───── INFORMATION SHOWN ─────

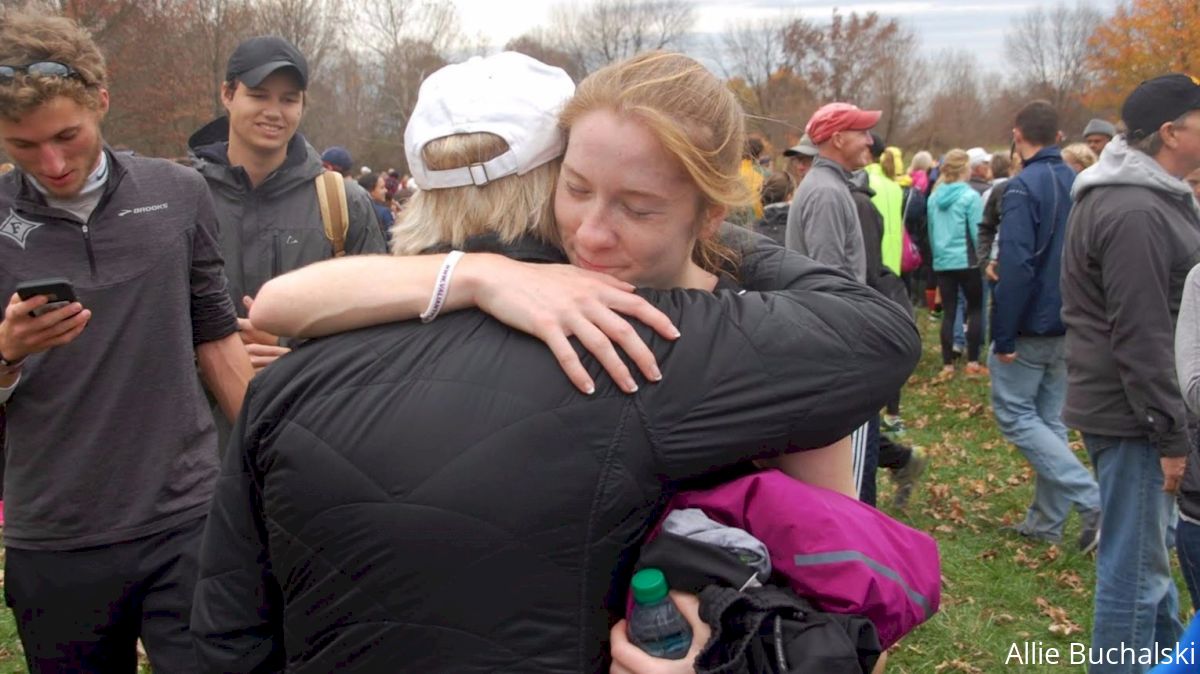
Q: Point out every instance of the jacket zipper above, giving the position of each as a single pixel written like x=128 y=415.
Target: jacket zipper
x=91 y=254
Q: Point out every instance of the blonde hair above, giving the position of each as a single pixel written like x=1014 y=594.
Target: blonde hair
x=922 y=161
x=1079 y=154
x=695 y=118
x=508 y=208
x=955 y=167
x=27 y=37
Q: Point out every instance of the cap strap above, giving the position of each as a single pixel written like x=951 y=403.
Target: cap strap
x=477 y=174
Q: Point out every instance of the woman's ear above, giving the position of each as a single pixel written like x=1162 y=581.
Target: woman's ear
x=714 y=215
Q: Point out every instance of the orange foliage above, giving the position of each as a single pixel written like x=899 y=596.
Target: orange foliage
x=1144 y=38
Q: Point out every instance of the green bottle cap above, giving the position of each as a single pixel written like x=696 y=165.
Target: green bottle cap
x=649 y=585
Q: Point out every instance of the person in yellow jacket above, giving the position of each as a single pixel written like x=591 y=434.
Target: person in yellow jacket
x=753 y=175
x=888 y=199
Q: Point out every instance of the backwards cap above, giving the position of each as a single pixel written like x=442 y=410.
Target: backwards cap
x=509 y=95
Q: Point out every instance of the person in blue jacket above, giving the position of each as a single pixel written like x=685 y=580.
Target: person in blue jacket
x=954 y=214
x=1029 y=363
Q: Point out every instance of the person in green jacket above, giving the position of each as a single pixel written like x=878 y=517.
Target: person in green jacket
x=888 y=199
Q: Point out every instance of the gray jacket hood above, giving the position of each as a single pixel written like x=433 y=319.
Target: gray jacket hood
x=1121 y=164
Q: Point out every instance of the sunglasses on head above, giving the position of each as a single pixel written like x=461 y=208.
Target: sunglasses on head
x=40 y=68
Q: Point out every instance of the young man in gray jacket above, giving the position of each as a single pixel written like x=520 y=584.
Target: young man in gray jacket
x=1132 y=238
x=262 y=174
x=823 y=224
x=112 y=450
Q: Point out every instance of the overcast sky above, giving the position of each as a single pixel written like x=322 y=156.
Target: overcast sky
x=977 y=25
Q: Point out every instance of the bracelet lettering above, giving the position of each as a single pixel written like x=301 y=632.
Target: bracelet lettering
x=442 y=287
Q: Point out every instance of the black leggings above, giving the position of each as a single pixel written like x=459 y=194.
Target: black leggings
x=971 y=282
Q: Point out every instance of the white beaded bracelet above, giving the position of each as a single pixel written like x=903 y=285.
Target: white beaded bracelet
x=442 y=288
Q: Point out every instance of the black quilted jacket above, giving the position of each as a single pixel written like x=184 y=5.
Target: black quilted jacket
x=438 y=498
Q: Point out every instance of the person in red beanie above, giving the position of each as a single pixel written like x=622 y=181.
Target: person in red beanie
x=823 y=224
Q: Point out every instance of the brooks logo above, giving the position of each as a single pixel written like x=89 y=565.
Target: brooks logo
x=141 y=210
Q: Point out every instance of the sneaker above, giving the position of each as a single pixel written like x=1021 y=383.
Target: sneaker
x=1090 y=535
x=1020 y=530
x=907 y=475
x=893 y=425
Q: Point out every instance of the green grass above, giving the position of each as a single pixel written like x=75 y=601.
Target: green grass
x=997 y=589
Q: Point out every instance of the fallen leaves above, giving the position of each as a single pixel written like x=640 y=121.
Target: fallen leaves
x=1060 y=623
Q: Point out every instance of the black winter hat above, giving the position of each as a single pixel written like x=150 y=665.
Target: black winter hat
x=257 y=58
x=1159 y=101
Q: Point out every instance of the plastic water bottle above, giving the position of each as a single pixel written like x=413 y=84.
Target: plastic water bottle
x=655 y=625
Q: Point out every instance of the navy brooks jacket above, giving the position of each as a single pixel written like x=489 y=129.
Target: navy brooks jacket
x=1032 y=230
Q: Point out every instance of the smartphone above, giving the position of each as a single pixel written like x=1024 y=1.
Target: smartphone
x=58 y=290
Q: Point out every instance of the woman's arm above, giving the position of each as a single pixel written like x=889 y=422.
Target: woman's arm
x=831 y=467
x=552 y=302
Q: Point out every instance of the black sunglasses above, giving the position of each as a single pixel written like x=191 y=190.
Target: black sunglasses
x=40 y=68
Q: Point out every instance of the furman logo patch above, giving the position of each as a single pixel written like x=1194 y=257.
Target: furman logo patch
x=18 y=228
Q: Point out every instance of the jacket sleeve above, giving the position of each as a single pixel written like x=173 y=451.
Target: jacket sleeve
x=211 y=308
x=364 y=235
x=1187 y=342
x=237 y=613
x=797 y=362
x=1135 y=257
x=1017 y=274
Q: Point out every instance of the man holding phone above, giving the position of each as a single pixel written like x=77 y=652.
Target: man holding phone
x=112 y=450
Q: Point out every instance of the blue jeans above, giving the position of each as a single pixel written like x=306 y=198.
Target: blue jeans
x=960 y=334
x=1187 y=545
x=1137 y=601
x=1027 y=397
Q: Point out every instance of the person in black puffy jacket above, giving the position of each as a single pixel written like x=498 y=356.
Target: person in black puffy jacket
x=438 y=497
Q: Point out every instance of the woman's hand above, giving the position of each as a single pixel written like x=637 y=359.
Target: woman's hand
x=553 y=302
x=628 y=659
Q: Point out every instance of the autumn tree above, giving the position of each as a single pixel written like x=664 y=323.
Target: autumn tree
x=1143 y=40
x=538 y=44
x=1049 y=50
x=605 y=31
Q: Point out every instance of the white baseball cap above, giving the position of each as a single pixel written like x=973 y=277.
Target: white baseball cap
x=977 y=156
x=510 y=95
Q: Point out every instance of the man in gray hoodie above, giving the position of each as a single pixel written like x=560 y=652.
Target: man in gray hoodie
x=1132 y=238
x=261 y=172
x=112 y=453
x=823 y=224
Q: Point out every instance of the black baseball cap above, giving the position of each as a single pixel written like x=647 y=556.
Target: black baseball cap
x=257 y=58
x=1159 y=101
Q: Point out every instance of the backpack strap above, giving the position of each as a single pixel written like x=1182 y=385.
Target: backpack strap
x=335 y=214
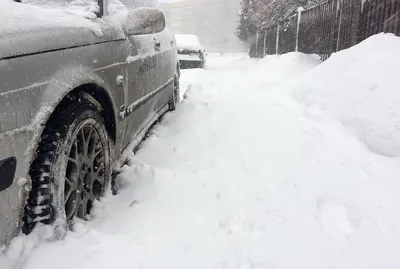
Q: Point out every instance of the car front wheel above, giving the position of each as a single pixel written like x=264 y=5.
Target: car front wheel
x=72 y=166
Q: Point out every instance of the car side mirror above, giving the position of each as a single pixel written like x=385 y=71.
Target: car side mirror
x=144 y=21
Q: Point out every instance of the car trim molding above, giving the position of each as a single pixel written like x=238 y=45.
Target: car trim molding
x=124 y=112
x=59 y=49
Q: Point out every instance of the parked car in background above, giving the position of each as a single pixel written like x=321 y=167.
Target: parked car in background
x=191 y=53
x=75 y=91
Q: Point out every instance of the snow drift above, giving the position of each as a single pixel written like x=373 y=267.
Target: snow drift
x=360 y=86
x=243 y=176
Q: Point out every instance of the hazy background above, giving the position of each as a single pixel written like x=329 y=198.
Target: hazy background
x=213 y=21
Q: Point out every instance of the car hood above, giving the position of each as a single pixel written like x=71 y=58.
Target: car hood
x=27 y=29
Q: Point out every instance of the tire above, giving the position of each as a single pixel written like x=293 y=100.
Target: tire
x=72 y=166
x=174 y=101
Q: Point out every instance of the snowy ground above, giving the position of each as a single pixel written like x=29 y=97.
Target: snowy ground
x=277 y=163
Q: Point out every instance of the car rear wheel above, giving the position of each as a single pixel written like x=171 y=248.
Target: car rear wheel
x=72 y=166
x=173 y=103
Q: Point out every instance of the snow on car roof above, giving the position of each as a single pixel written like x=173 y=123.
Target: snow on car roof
x=33 y=14
x=188 y=42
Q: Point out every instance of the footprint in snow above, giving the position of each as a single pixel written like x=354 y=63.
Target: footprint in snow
x=336 y=217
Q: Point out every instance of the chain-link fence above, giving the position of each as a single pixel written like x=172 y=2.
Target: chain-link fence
x=329 y=27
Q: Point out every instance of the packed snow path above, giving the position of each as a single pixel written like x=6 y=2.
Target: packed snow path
x=241 y=176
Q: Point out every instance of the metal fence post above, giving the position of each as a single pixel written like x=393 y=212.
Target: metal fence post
x=277 y=39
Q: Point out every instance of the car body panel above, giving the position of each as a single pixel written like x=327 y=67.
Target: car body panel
x=36 y=75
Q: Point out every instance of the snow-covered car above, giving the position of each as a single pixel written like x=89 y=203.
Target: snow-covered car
x=78 y=87
x=191 y=53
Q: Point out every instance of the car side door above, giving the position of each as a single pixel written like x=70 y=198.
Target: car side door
x=141 y=77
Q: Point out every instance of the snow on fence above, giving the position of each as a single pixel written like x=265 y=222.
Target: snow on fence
x=329 y=27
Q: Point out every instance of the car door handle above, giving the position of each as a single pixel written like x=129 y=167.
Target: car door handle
x=157 y=44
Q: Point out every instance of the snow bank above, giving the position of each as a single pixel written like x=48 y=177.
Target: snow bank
x=188 y=42
x=360 y=87
x=243 y=176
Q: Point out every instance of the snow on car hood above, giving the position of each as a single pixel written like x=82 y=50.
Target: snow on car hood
x=188 y=42
x=30 y=27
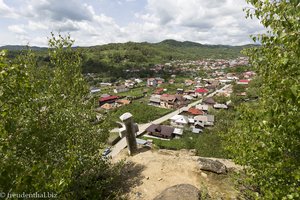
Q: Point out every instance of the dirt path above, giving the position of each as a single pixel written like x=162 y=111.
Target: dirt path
x=161 y=169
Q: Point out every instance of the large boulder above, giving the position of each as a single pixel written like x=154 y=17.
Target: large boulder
x=212 y=165
x=180 y=192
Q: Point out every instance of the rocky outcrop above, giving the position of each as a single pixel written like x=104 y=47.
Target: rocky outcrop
x=180 y=192
x=212 y=165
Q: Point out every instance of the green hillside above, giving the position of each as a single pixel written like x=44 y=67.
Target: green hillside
x=111 y=60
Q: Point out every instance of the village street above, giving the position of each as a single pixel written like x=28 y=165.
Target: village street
x=122 y=143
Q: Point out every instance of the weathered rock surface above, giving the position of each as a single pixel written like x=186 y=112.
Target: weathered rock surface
x=212 y=165
x=180 y=192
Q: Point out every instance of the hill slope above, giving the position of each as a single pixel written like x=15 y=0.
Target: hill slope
x=112 y=59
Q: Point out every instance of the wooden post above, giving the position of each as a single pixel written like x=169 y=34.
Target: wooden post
x=130 y=132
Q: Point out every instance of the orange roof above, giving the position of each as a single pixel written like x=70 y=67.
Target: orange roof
x=195 y=111
x=123 y=101
x=107 y=106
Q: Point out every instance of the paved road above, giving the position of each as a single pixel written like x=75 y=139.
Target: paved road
x=122 y=143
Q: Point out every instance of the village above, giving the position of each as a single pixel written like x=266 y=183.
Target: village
x=187 y=102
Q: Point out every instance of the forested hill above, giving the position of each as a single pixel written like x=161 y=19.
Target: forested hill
x=115 y=57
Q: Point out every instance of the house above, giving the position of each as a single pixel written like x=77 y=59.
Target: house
x=123 y=102
x=160 y=81
x=220 y=106
x=104 y=95
x=105 y=84
x=171 y=81
x=137 y=80
x=151 y=82
x=179 y=91
x=243 y=82
x=160 y=131
x=95 y=90
x=209 y=101
x=181 y=120
x=188 y=97
x=195 y=111
x=129 y=83
x=208 y=120
x=121 y=88
x=178 y=132
x=107 y=106
x=155 y=100
x=200 y=91
x=109 y=100
x=159 y=91
x=172 y=101
x=202 y=107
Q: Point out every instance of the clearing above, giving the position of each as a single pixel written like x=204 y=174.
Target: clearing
x=152 y=171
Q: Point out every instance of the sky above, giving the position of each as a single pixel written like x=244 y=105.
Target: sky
x=95 y=22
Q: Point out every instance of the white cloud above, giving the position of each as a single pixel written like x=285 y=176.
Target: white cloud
x=6 y=11
x=19 y=29
x=212 y=22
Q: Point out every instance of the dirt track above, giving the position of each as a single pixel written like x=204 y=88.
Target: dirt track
x=153 y=171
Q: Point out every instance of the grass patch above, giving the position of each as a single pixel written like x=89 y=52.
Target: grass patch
x=206 y=144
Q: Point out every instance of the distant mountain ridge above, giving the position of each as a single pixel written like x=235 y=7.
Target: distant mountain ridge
x=167 y=42
x=21 y=47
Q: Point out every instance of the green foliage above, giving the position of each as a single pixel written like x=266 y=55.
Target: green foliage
x=48 y=142
x=266 y=137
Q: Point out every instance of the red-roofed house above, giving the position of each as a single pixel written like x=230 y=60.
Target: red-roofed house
x=243 y=82
x=159 y=91
x=195 y=111
x=109 y=99
x=201 y=91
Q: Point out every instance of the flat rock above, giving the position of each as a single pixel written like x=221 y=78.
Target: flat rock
x=212 y=165
x=180 y=192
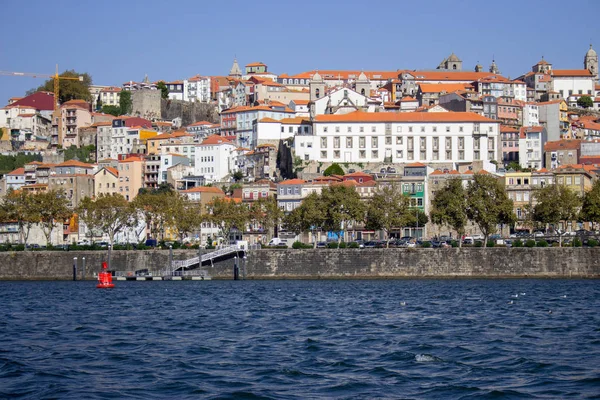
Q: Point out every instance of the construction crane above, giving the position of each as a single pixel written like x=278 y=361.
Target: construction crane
x=57 y=78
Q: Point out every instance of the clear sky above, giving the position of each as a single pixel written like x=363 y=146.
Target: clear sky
x=117 y=41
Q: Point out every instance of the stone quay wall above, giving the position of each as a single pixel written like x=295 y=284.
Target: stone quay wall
x=325 y=263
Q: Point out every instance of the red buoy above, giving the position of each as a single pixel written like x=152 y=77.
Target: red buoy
x=105 y=278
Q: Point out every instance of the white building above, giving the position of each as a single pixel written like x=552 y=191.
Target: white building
x=431 y=137
x=110 y=96
x=531 y=114
x=213 y=158
x=169 y=160
x=197 y=88
x=532 y=140
x=343 y=101
x=268 y=130
x=576 y=81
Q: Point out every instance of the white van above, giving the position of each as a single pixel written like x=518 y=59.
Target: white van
x=277 y=242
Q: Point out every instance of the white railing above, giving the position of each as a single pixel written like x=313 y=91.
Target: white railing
x=177 y=264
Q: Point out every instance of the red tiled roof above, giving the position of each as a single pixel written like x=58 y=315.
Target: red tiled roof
x=18 y=171
x=293 y=182
x=204 y=189
x=215 y=139
x=39 y=100
x=360 y=116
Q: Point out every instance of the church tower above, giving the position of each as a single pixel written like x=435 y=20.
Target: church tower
x=235 y=71
x=363 y=85
x=590 y=62
x=494 y=68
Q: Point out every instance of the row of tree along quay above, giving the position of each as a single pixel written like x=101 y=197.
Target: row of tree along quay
x=337 y=208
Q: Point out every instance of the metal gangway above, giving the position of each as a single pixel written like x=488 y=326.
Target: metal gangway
x=223 y=251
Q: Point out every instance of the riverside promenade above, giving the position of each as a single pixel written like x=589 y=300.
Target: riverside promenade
x=323 y=263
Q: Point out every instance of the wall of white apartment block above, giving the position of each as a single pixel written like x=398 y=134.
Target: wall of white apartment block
x=403 y=142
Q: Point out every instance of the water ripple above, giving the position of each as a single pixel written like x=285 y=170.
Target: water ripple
x=459 y=339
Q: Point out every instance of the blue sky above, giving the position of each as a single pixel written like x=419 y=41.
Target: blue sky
x=117 y=41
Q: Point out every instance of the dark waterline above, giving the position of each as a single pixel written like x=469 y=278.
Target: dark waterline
x=446 y=339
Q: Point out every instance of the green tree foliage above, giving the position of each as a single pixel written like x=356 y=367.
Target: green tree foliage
x=309 y=216
x=590 y=207
x=266 y=213
x=164 y=90
x=389 y=209
x=185 y=217
x=227 y=214
x=18 y=206
x=333 y=169
x=449 y=207
x=108 y=213
x=342 y=205
x=556 y=203
x=53 y=208
x=488 y=205
x=112 y=110
x=10 y=163
x=154 y=205
x=585 y=102
x=125 y=102
x=83 y=154
x=70 y=89
x=238 y=175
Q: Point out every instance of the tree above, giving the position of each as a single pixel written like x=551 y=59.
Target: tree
x=333 y=169
x=108 y=213
x=267 y=214
x=164 y=90
x=18 y=206
x=185 y=216
x=309 y=216
x=585 y=102
x=590 y=207
x=125 y=102
x=488 y=205
x=52 y=207
x=389 y=209
x=554 y=204
x=227 y=214
x=342 y=205
x=238 y=175
x=449 y=207
x=70 y=89
x=155 y=207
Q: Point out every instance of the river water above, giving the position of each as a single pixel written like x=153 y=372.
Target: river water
x=447 y=339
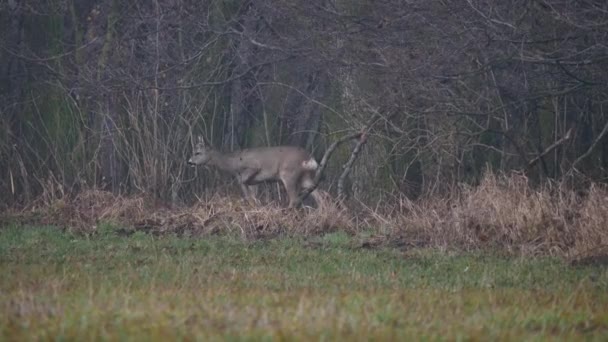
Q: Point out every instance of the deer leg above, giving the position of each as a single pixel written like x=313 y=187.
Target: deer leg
x=248 y=190
x=291 y=184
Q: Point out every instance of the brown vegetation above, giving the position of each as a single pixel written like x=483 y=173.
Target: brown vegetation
x=503 y=213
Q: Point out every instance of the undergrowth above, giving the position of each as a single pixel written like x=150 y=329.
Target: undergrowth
x=502 y=213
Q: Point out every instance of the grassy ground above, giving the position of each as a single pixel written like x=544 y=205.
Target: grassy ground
x=55 y=285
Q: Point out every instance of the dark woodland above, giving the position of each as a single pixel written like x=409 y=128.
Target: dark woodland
x=112 y=94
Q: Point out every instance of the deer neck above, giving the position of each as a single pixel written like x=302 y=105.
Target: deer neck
x=222 y=161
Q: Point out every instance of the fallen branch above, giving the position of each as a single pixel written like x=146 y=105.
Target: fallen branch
x=590 y=149
x=348 y=166
x=361 y=135
x=550 y=148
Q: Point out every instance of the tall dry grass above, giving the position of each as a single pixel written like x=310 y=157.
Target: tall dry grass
x=503 y=212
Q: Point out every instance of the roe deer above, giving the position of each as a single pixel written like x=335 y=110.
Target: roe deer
x=292 y=166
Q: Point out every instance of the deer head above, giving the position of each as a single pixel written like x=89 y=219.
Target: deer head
x=202 y=153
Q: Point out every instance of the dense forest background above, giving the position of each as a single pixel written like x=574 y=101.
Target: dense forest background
x=111 y=94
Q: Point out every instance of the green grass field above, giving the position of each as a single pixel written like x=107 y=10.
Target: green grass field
x=60 y=286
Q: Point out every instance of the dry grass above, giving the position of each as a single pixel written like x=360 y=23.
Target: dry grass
x=83 y=212
x=506 y=213
x=502 y=213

─────

Reproduce the material beginning at the line containing "Q: Point out every instance of the person in red" and stopping after the line containing "x=1060 y=623", swapping "sneaker" for "running shoe" and leaving everything else unchanged.

ANSWER TO THE PROBLEM |
Q: Point out every instance of the person in red beanie above, giving the position of each as a single pixel written like x=622 y=181.
Target: person in red beanie
x=823 y=224
Q: Point out every instance of the brooks logo above, giving the position of each as a single pixel written like x=89 y=565.
Target: brooks logo
x=141 y=210
Q: Point out every instance of the running shoe above, giving the position of each as a single pixel written like x=1021 y=383.
Target: running shoe
x=1090 y=535
x=1020 y=530
x=907 y=475
x=893 y=425
Q: Point out every instance of the green grass above, giving the position of each as a single pixel written like x=75 y=601.
Target: green grass
x=997 y=589
Q: Point out every instance of the fallen leaves above, giving the position of each as a single pixel written like x=640 y=121.
Target: fallen leaves
x=1060 y=623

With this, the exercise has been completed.